### DIRECTIONS FOR THIS TASK
Repeat word for word the line with "Each returned marker MUST sit on an instance of the reflection" and every line after it until the records below run out.

Excerpts from point annotation data

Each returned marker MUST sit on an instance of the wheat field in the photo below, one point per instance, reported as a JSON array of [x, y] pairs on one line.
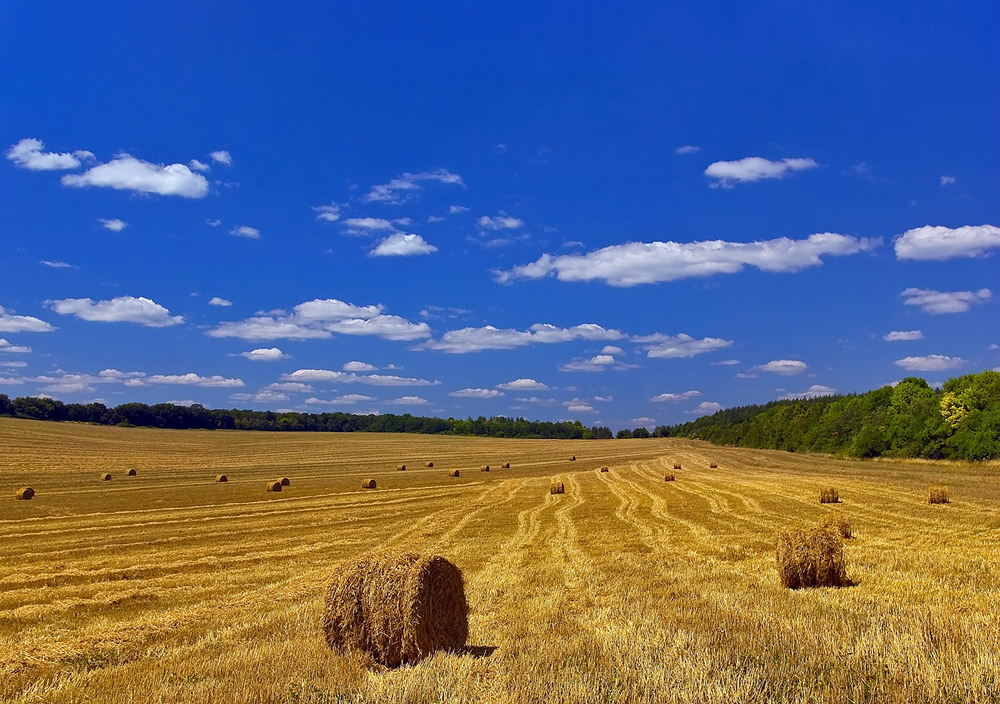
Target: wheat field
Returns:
[[170, 587]]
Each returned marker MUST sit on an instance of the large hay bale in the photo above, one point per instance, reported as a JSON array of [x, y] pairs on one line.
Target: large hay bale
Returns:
[[398, 607], [811, 556], [938, 495], [829, 496], [841, 524]]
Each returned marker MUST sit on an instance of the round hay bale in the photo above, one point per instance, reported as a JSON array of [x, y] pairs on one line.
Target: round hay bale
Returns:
[[811, 556], [841, 524], [398, 607]]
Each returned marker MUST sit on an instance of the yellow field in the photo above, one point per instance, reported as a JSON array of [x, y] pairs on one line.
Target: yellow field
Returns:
[[169, 587]]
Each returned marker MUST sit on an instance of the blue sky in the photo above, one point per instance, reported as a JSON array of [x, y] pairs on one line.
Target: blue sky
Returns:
[[622, 217]]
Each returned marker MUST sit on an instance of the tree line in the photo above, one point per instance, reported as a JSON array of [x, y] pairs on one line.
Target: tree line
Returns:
[[961, 420]]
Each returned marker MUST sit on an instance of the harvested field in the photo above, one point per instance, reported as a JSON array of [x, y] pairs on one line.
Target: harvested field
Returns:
[[625, 588]]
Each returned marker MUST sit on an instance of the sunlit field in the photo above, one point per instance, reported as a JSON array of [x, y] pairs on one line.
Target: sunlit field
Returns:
[[171, 587]]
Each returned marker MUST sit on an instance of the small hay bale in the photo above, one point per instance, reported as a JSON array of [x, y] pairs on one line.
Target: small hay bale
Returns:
[[841, 524], [829, 496], [399, 607], [938, 495], [811, 556]]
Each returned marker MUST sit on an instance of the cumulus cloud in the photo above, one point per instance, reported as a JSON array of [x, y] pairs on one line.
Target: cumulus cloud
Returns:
[[124, 309], [29, 154], [401, 189], [753, 168], [402, 245], [903, 335], [21, 323], [636, 263], [265, 354], [941, 302], [939, 243], [126, 173], [784, 367]]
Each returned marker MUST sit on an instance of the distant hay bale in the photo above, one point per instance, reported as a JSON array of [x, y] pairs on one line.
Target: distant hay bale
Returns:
[[811, 556], [829, 496], [938, 495], [841, 524], [399, 607]]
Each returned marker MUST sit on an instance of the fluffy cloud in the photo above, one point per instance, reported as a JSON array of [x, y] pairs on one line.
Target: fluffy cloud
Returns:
[[903, 335], [21, 323], [681, 346], [636, 263], [784, 367], [28, 154], [753, 168], [401, 189], [403, 245], [124, 309], [126, 173], [930, 363], [939, 243], [941, 302], [265, 354]]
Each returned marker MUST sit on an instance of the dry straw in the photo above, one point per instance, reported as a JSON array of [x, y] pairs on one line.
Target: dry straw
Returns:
[[938, 495], [812, 556], [841, 524], [398, 607], [829, 496]]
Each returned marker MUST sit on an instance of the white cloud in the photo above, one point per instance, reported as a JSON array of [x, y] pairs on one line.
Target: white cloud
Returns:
[[636, 263], [753, 168], [402, 245], [939, 243], [523, 385], [398, 190], [941, 302], [124, 309], [246, 231], [680, 346], [930, 363], [903, 335], [675, 398], [500, 222], [12, 349], [28, 154], [814, 391], [476, 393], [21, 323], [126, 173], [784, 367], [265, 354], [113, 224]]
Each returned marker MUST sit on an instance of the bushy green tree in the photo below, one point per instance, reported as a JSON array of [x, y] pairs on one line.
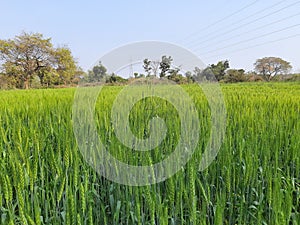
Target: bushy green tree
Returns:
[[269, 67]]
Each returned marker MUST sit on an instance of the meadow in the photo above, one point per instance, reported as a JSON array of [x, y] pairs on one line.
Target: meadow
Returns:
[[255, 178]]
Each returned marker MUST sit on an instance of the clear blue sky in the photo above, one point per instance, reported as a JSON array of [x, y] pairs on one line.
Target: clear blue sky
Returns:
[[214, 30]]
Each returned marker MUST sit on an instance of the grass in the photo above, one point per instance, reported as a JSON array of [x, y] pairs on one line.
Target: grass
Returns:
[[255, 178]]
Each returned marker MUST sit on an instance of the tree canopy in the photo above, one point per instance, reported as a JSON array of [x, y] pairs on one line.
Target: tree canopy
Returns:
[[269, 67], [30, 55]]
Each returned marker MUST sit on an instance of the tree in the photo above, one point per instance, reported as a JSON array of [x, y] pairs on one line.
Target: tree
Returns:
[[151, 67], [97, 73], [165, 65], [26, 55], [269, 67], [234, 75], [65, 65], [219, 70]]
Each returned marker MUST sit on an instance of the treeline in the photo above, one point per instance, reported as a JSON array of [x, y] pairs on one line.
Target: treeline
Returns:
[[31, 61]]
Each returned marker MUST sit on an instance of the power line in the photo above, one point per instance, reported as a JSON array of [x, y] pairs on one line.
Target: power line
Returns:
[[254, 46], [245, 24], [251, 39], [221, 20], [240, 20], [255, 29]]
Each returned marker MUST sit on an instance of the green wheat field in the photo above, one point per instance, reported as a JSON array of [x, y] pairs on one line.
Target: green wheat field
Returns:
[[255, 178]]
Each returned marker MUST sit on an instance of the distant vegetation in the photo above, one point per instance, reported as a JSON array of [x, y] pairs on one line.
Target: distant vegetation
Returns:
[[254, 180], [30, 61]]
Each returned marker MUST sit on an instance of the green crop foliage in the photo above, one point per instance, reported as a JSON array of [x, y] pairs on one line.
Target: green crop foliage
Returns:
[[255, 178]]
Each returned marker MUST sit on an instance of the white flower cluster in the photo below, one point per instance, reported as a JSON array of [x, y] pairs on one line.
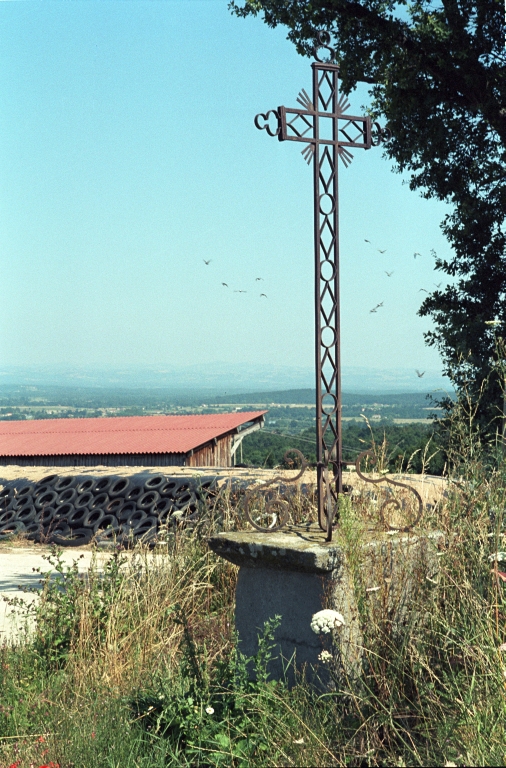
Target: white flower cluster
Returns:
[[325, 621]]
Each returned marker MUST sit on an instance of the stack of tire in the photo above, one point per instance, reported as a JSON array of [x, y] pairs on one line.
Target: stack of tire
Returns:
[[73, 511]]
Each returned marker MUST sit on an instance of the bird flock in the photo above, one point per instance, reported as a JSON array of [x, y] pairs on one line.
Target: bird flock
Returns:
[[420, 374], [237, 290]]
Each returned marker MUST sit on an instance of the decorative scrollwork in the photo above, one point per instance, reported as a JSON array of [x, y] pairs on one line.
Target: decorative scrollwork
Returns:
[[390, 502], [323, 42], [265, 117], [276, 509]]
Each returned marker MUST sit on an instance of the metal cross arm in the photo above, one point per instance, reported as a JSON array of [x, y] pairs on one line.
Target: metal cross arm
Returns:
[[328, 132]]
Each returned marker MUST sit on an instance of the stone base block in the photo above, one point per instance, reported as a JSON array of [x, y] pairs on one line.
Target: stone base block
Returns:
[[295, 574]]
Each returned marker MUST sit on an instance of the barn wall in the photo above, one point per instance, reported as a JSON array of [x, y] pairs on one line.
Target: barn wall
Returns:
[[93, 460], [210, 455], [213, 456]]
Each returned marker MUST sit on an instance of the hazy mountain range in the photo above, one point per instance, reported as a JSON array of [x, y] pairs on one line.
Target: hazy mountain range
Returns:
[[221, 378]]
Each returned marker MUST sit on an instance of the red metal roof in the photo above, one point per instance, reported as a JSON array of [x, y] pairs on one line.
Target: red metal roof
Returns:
[[123, 434]]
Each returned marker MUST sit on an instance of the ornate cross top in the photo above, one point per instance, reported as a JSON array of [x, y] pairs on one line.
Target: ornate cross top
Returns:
[[323, 125]]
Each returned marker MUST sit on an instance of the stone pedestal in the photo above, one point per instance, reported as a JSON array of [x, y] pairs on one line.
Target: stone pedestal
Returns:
[[295, 574]]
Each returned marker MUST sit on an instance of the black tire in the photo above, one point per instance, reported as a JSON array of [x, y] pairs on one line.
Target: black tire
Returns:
[[7, 517], [47, 499], [26, 514], [8, 502], [76, 518], [147, 500], [7, 493], [126, 510], [9, 530], [154, 483], [134, 493], [86, 486], [169, 489], [67, 496], [46, 516], [48, 480], [68, 481], [147, 531], [60, 530], [182, 500], [41, 489], [32, 531], [110, 535], [108, 523], [93, 518], [25, 501], [63, 512], [84, 500], [119, 488], [163, 507], [114, 506], [103, 484], [99, 501], [135, 519], [79, 537], [25, 491]]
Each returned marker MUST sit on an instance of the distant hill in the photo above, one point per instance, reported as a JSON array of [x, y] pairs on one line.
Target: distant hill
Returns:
[[308, 396]]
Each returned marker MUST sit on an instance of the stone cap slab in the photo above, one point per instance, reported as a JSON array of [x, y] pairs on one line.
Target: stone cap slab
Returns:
[[303, 548], [294, 549]]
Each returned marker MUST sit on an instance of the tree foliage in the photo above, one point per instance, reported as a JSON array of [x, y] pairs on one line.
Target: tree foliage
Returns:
[[438, 76]]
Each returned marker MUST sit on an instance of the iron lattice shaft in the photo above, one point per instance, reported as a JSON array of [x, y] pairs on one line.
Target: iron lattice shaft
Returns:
[[327, 317], [327, 131]]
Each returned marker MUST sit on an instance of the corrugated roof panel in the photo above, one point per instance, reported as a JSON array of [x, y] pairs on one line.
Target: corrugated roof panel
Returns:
[[123, 434]]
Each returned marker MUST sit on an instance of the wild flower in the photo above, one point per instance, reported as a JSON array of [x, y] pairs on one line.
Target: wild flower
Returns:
[[499, 556], [325, 621]]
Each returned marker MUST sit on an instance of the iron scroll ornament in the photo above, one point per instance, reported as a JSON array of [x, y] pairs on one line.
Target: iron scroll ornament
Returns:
[[276, 507], [390, 502], [322, 123]]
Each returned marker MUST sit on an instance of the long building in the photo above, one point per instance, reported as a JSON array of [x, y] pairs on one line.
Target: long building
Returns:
[[209, 440]]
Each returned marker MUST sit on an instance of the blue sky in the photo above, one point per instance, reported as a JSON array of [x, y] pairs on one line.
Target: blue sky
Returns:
[[128, 155]]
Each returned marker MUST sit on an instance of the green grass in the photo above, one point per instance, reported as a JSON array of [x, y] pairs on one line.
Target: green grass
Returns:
[[138, 666]]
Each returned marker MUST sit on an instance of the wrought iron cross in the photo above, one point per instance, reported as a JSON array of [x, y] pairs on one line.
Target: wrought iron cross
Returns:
[[328, 132]]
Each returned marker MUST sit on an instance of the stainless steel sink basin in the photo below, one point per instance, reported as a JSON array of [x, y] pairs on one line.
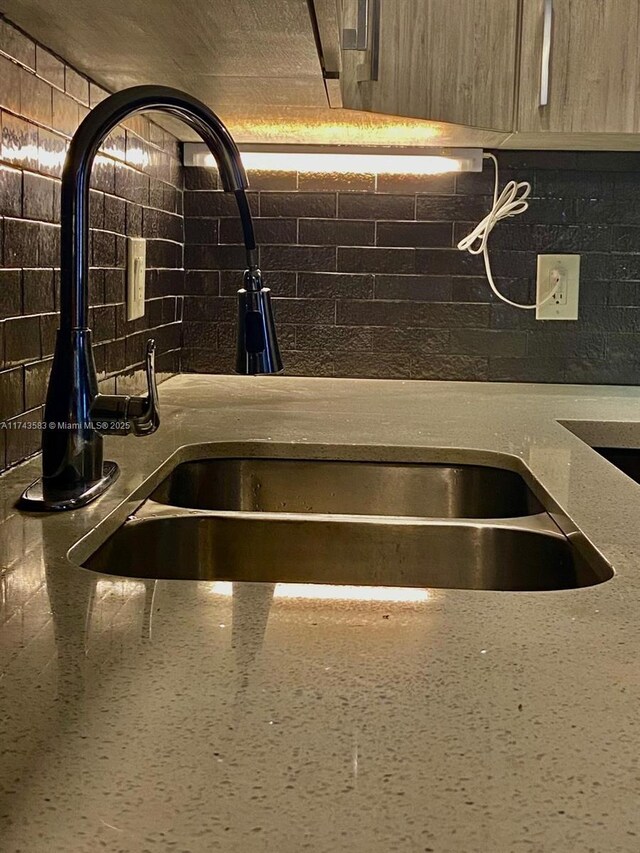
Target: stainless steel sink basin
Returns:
[[352, 488], [359, 551]]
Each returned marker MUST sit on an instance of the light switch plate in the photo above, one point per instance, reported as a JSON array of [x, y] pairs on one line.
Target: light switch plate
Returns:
[[560, 275], [136, 275]]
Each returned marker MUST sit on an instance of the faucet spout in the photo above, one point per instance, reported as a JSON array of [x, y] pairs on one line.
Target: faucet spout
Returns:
[[76, 414]]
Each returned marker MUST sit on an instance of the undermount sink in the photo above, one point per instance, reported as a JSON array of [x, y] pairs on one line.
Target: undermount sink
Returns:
[[351, 488], [304, 550], [269, 520]]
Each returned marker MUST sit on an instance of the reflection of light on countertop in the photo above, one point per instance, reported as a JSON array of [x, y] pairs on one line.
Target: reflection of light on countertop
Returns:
[[120, 587], [335, 592]]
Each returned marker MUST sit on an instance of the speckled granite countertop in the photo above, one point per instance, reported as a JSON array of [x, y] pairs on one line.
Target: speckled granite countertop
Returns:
[[465, 722]]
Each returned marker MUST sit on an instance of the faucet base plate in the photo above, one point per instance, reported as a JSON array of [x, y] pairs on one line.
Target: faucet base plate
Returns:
[[34, 500]]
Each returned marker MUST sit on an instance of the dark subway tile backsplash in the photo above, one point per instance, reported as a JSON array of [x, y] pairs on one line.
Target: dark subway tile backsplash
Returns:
[[362, 266], [366, 277], [42, 101]]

### WRITTEN REPLY
Each returned marker MUST sit on an instance of the reflection of light on countertop in the photo above, one point per instance, reported as a JSON array of [x, y] pairs on one line.
Target: reflection of light on countertop
Returns:
[[120, 587], [335, 592]]
Each returned marker MUST sit on an instance of the speckled granite countertop in the photo above, one point per instance, reported as a JSON array of [x, y] pairs on one line.
Target: speckled granite countertop
Returns:
[[465, 722]]
Each returned marker MUST sit on an instance of the faucet base plate in the photo above, one point per instance, reported as a JSON array of [x, y] pairs on one line.
Target: faucet base plate
Returns:
[[34, 500]]
Each returned marker MUST sit on an instance of the dark subway tile backsplash in the photo above, one point per instance, reported as a JSON array of [x, y] pairs on one line.
Target: dark subway tile backsplash
Returns:
[[362, 266], [366, 277], [42, 101]]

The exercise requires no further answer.